*EXERCISE DETAILS*:
What do the entries below say? Restate them word for word.

*DATASET RECORDS*:

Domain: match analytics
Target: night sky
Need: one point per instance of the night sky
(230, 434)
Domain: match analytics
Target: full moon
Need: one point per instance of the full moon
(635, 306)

*ANSWER TO THIS TASK*:
Domain: match analytics
Target: night sky
Need: one point per instance of the night sky
(230, 434)
Domain: match analytics
Target: full moon
Need: one point per instance of the full moon
(635, 306)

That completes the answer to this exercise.